# INFORMATION PROVIDED
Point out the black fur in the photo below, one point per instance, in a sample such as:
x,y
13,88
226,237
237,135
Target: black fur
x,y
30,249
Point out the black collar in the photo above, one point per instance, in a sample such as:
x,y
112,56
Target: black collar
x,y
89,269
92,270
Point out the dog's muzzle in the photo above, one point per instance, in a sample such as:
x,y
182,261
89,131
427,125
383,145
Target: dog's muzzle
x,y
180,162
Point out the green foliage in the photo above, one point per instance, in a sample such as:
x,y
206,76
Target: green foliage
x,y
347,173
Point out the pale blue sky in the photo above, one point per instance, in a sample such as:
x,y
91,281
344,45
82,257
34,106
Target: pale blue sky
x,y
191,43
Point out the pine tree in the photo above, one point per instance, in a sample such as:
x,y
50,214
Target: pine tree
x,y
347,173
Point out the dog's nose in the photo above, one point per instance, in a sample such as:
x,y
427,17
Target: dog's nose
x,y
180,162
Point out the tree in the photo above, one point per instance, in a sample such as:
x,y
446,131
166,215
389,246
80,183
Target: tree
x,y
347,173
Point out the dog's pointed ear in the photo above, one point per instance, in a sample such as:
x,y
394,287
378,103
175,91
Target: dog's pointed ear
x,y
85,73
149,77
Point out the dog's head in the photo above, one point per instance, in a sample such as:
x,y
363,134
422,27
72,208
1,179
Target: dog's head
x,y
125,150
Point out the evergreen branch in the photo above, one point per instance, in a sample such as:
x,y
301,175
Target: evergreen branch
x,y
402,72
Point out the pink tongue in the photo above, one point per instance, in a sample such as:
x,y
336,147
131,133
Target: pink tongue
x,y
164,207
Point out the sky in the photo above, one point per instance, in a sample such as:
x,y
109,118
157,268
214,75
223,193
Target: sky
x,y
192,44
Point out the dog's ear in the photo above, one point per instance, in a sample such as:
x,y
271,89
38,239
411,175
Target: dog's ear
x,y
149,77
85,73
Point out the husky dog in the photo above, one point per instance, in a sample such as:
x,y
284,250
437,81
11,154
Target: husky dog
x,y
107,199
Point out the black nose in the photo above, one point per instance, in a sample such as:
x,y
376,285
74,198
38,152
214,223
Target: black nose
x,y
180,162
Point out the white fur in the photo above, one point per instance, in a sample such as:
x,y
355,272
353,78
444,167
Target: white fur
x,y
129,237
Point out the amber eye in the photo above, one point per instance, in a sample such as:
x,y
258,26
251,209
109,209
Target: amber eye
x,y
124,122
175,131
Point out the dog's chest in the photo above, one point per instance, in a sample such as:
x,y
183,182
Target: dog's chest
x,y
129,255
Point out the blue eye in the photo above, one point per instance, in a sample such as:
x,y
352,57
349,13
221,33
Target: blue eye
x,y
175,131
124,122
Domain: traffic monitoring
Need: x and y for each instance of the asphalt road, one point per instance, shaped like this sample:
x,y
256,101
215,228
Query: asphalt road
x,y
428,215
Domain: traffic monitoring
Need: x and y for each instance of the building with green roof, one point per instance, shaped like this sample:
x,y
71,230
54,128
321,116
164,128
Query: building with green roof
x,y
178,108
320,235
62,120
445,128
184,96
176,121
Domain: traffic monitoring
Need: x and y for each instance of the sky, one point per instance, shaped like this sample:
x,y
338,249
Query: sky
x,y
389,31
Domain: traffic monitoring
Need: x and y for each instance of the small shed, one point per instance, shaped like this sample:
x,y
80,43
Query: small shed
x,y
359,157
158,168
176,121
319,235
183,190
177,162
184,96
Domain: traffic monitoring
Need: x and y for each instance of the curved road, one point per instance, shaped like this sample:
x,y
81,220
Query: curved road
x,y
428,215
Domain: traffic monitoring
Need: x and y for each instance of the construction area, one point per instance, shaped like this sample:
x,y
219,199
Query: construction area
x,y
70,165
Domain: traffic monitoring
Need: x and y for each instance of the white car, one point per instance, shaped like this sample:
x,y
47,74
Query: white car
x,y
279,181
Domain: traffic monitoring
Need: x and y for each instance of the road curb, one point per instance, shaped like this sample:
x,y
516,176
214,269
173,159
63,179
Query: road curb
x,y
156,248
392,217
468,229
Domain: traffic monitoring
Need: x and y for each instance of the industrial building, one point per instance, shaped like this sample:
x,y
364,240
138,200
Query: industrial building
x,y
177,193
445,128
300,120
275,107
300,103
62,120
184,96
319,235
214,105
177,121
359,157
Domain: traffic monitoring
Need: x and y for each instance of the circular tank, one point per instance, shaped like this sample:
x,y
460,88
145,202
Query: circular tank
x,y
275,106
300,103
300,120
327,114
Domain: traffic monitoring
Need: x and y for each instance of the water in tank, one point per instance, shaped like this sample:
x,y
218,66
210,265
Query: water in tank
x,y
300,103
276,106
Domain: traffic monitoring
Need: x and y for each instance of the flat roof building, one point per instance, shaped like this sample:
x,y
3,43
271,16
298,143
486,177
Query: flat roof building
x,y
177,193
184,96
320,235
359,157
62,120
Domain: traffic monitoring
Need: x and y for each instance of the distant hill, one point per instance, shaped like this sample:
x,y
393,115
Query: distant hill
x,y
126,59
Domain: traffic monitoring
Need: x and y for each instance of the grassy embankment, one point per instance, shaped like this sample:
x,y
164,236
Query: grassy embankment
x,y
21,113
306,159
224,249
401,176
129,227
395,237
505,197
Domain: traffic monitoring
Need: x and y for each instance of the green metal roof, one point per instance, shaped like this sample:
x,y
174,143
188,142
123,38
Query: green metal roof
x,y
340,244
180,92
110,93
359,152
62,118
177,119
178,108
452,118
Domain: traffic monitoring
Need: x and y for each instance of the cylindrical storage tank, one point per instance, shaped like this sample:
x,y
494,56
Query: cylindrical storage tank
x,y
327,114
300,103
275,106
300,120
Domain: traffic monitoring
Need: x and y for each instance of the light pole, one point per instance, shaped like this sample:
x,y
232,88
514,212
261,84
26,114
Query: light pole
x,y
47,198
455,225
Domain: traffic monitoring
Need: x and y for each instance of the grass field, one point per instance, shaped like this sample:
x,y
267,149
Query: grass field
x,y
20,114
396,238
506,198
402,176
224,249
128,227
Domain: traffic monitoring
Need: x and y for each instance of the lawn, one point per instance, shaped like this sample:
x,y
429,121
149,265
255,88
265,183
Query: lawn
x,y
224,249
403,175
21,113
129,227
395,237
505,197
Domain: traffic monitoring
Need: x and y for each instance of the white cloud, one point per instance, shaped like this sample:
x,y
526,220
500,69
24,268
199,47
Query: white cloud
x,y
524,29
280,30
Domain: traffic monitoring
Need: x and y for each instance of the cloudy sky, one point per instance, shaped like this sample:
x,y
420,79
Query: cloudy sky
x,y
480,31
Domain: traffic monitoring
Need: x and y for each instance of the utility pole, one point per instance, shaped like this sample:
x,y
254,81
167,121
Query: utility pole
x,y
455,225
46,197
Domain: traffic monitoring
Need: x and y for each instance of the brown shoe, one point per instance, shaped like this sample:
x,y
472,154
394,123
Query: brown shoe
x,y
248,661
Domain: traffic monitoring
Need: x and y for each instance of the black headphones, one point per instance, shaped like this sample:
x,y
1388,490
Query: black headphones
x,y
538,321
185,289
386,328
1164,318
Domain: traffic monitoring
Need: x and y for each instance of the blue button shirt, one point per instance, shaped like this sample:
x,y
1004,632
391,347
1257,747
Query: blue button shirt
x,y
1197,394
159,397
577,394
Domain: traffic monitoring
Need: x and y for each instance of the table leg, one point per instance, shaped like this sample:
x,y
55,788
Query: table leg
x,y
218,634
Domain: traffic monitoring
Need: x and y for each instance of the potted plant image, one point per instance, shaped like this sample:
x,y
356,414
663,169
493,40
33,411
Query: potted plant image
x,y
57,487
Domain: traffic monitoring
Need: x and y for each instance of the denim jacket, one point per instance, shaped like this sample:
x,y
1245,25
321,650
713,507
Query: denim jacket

# DIRECTIONS
Please reproduce exactly the lines in the listing above from the one containing "Query: cylindrical storage tank" through the one containing "Need: x and y for each instance of the cloudy", both included, and nothing more.

# OUTPUT OF THE TASK
Query: cylindrical storage tank
x,y
327,114
300,103
275,106
300,120
Domain: traffic monitoring
Need: x and y for each instance of the light pole, one point per instance, shaped like this sample:
x,y
232,88
514,212
261,84
26,114
Query: light pole
x,y
47,198
455,225
Domain: traffic monitoring
Need: x and y for each instance of the grass field, one point per instance, shaped like this sample:
x,y
267,149
Query: grass field
x,y
20,114
396,238
506,198
402,176
224,249
128,227
Domain: traffic monitoring
Need: x and y for each instance of the lawn, one point per instance, shaped like this sample:
x,y
429,121
149,265
255,88
265,183
Query: lawn
x,y
224,249
403,175
21,113
129,227
395,237
505,197
Domain: traffic monitoring
Need: x and y for each instance of the white cloud, one point per instance, shaped like this sample:
x,y
526,220
500,69
24,268
199,47
Query: white cloud
x,y
524,29
280,30
Domain: traffic monitoring
Need: x and y for each instance of the cloudy sky, one point per instance, shaped like this sample:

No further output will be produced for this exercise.